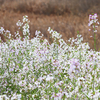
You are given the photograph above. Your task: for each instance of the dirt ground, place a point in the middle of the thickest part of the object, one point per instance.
(65, 23)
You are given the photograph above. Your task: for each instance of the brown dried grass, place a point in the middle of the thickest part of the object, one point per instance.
(67, 23)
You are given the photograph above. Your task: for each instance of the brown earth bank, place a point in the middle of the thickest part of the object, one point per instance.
(62, 16)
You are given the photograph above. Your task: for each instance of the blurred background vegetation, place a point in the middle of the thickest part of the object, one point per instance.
(65, 16)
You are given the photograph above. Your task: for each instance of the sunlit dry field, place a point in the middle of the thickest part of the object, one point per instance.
(48, 54)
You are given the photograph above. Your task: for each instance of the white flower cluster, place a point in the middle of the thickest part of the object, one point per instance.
(93, 21)
(29, 69)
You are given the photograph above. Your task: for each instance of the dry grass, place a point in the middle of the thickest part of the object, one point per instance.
(63, 16)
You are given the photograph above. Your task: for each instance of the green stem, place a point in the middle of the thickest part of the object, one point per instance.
(95, 41)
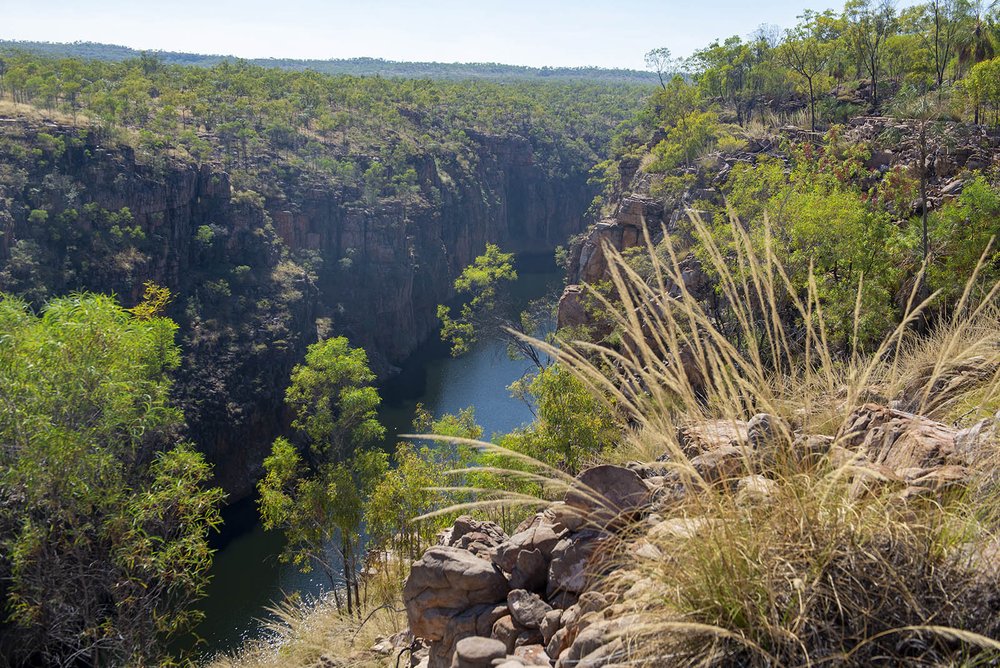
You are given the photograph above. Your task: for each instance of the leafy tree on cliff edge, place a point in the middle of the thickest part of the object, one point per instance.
(486, 313)
(316, 493)
(104, 514)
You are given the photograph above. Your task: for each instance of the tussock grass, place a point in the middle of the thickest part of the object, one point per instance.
(304, 634)
(832, 566)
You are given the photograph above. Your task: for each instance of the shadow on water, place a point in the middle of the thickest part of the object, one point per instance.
(246, 575)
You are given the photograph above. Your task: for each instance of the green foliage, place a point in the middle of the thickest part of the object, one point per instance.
(316, 495)
(824, 229)
(408, 491)
(333, 400)
(484, 279)
(104, 535)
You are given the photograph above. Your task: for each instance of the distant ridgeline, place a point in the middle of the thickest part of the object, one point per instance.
(351, 66)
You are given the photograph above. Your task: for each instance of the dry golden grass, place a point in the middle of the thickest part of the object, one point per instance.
(813, 573)
(10, 109)
(302, 633)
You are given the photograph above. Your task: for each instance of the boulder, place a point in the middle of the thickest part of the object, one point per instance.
(570, 561)
(531, 571)
(532, 655)
(444, 582)
(721, 465)
(478, 652)
(699, 437)
(540, 534)
(550, 624)
(480, 538)
(897, 440)
(527, 609)
(602, 493)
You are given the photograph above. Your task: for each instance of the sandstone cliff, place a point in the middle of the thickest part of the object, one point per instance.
(257, 276)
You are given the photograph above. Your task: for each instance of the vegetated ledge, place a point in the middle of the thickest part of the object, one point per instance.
(84, 211)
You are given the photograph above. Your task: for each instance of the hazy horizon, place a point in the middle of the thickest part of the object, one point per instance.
(555, 34)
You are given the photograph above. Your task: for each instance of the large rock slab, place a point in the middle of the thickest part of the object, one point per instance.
(445, 582)
(700, 437)
(572, 560)
(478, 652)
(602, 493)
(541, 534)
(897, 440)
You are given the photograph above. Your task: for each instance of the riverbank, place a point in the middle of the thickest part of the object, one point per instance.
(430, 377)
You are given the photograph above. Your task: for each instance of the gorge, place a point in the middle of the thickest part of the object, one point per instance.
(376, 272)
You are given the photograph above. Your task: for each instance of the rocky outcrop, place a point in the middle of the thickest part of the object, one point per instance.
(256, 276)
(466, 606)
(529, 593)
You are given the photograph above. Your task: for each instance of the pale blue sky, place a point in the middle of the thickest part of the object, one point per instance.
(608, 33)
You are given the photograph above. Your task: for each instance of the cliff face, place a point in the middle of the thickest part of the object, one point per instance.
(255, 278)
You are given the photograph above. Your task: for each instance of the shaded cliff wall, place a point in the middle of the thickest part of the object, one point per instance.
(257, 279)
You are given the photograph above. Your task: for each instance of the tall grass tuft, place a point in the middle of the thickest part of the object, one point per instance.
(832, 565)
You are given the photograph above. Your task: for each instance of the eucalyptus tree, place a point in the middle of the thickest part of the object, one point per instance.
(870, 23)
(315, 491)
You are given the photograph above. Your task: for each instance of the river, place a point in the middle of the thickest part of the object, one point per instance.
(246, 575)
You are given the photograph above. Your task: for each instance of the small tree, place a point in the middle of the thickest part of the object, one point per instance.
(870, 24)
(805, 52)
(104, 523)
(316, 493)
(487, 311)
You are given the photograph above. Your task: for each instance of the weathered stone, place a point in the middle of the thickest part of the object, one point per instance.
(570, 559)
(528, 637)
(505, 630)
(721, 465)
(444, 582)
(755, 489)
(480, 538)
(531, 571)
(540, 534)
(558, 643)
(526, 608)
(532, 655)
(898, 440)
(699, 437)
(478, 652)
(567, 517)
(606, 491)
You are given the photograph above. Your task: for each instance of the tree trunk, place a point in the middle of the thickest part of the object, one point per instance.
(812, 106)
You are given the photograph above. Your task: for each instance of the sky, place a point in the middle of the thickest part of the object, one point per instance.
(608, 33)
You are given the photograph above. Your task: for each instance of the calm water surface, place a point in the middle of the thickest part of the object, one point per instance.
(247, 577)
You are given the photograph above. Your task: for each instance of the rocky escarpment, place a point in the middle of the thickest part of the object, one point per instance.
(258, 274)
(952, 153)
(535, 598)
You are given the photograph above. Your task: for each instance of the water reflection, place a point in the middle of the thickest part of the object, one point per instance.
(247, 577)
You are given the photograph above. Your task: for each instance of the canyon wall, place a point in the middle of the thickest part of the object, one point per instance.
(257, 277)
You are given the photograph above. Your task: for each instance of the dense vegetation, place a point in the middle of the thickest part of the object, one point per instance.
(817, 242)
(359, 67)
(105, 515)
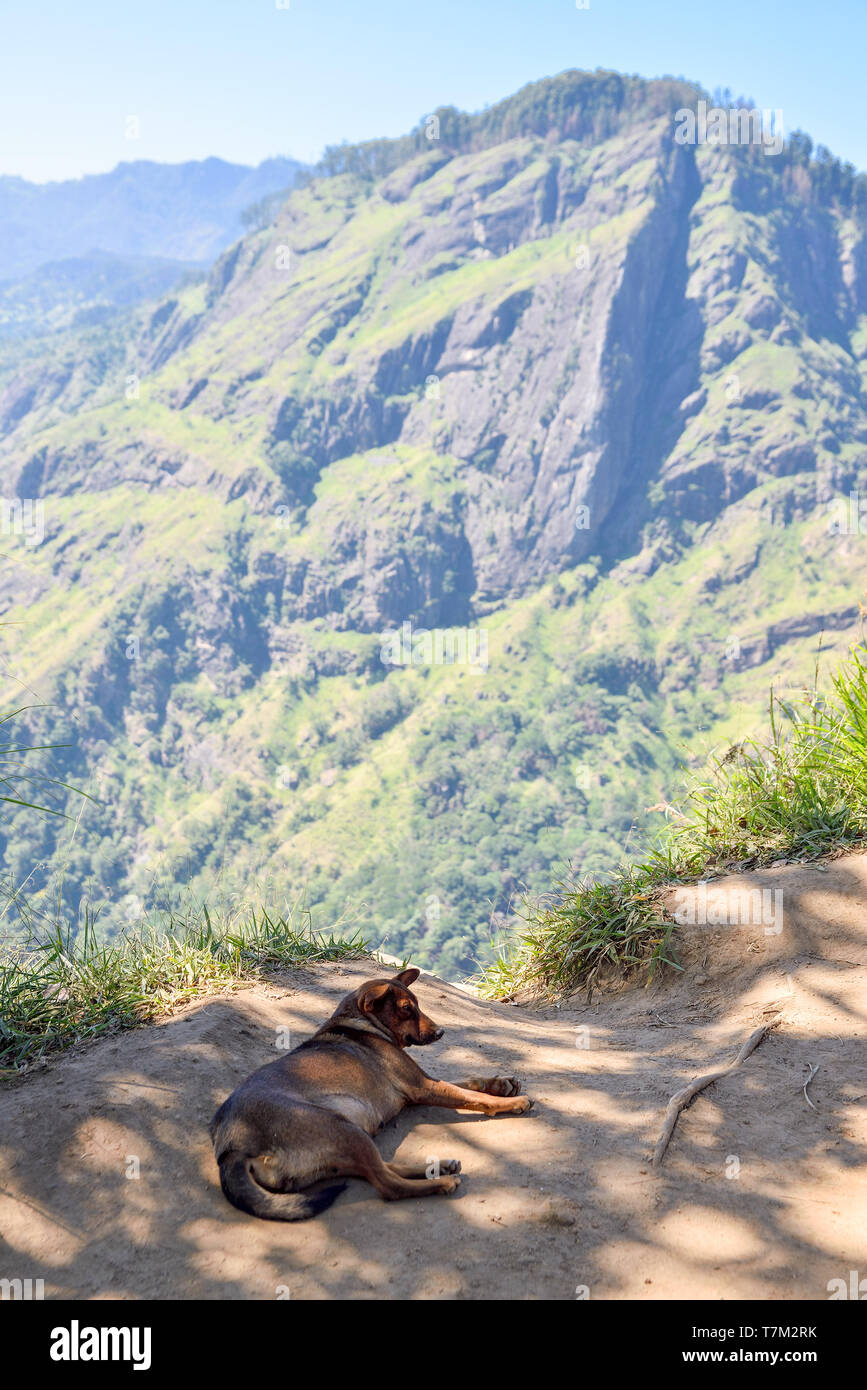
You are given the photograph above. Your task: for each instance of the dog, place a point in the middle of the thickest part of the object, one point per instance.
(306, 1119)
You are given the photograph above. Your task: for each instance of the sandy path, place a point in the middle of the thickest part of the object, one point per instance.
(760, 1196)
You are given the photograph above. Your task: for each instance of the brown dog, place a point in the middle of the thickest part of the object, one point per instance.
(307, 1118)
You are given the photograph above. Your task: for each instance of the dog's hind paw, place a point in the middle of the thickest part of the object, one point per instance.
(493, 1084)
(505, 1086)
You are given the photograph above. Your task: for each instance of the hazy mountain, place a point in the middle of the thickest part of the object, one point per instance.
(545, 375)
(174, 211)
(85, 289)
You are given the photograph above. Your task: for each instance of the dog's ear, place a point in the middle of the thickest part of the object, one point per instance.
(374, 995)
(407, 977)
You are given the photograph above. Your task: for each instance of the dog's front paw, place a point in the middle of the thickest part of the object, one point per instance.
(503, 1086)
(521, 1105)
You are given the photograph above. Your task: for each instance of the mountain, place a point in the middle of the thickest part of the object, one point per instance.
(85, 289)
(578, 401)
(172, 211)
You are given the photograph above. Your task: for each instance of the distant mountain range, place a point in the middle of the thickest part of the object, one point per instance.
(571, 398)
(174, 211)
(71, 250)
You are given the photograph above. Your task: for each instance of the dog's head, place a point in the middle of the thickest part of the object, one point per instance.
(395, 1008)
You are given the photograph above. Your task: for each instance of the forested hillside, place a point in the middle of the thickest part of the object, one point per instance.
(582, 396)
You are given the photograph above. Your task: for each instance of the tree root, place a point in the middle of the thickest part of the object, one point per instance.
(688, 1093)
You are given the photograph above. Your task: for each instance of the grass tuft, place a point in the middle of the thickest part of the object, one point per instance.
(57, 990)
(799, 794)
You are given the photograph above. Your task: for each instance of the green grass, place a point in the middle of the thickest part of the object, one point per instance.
(798, 794)
(57, 988)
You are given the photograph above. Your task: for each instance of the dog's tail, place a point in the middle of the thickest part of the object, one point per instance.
(243, 1191)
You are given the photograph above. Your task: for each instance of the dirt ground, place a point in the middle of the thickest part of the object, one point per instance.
(760, 1196)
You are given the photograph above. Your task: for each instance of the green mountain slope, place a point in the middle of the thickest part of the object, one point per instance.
(543, 380)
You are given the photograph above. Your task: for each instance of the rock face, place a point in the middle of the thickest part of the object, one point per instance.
(518, 362)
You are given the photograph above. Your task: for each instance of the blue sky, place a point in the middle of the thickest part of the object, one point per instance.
(249, 78)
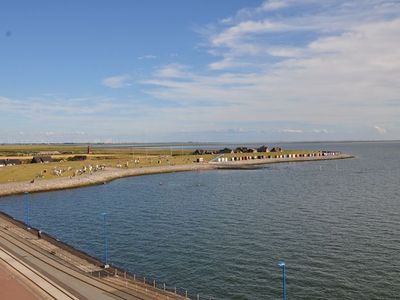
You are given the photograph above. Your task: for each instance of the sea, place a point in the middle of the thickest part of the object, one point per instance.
(222, 233)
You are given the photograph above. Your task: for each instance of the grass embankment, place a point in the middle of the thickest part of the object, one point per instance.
(111, 158)
(124, 158)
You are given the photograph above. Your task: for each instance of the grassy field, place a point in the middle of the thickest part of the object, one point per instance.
(109, 157)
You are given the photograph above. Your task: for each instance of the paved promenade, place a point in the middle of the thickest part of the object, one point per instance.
(49, 272)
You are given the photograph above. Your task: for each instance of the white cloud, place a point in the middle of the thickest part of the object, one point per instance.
(340, 79)
(273, 5)
(291, 131)
(116, 82)
(380, 129)
(147, 56)
(173, 71)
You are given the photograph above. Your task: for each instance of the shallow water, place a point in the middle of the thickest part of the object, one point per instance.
(222, 233)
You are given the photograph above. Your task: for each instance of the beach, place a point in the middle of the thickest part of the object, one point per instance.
(109, 174)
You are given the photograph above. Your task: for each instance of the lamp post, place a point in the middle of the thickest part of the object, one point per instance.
(105, 241)
(27, 209)
(283, 267)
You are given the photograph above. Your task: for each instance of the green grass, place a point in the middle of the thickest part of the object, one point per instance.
(109, 157)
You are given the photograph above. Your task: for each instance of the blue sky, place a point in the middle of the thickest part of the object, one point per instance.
(145, 71)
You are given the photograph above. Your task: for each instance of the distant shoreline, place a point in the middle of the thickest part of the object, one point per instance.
(14, 188)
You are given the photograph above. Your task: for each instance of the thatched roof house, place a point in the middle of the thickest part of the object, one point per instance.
(225, 150)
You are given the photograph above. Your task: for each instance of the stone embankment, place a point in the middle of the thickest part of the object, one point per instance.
(109, 174)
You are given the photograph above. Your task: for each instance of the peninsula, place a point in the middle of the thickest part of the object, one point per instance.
(36, 168)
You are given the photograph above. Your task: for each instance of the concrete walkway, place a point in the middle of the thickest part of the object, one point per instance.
(57, 277)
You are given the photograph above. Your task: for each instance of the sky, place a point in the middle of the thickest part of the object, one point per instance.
(200, 70)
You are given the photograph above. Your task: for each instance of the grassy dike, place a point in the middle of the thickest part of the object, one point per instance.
(118, 163)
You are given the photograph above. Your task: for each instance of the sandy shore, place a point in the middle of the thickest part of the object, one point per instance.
(101, 177)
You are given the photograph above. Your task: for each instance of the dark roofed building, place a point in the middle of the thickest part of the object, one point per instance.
(225, 150)
(41, 159)
(78, 158)
(9, 162)
(263, 148)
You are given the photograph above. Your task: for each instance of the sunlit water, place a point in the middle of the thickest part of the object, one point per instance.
(222, 233)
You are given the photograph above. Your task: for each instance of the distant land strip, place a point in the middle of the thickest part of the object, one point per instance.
(109, 174)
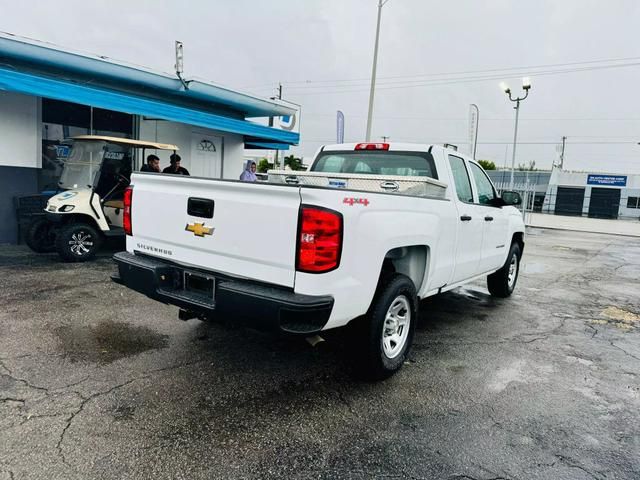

> _What to do_
Extract every line of the material above that contains the word "field", counting a match only when the letter case is identical.

> _Written solution_
You are given the photograph above. Your task: for each instance of the sunlit dry field, place a point in the middle of the thickest part of the object, one point per instance.
You are given the photograph above. Your task: for each instance of the grassy field, place a point in the middle of the thickest part of the object, one point per instance.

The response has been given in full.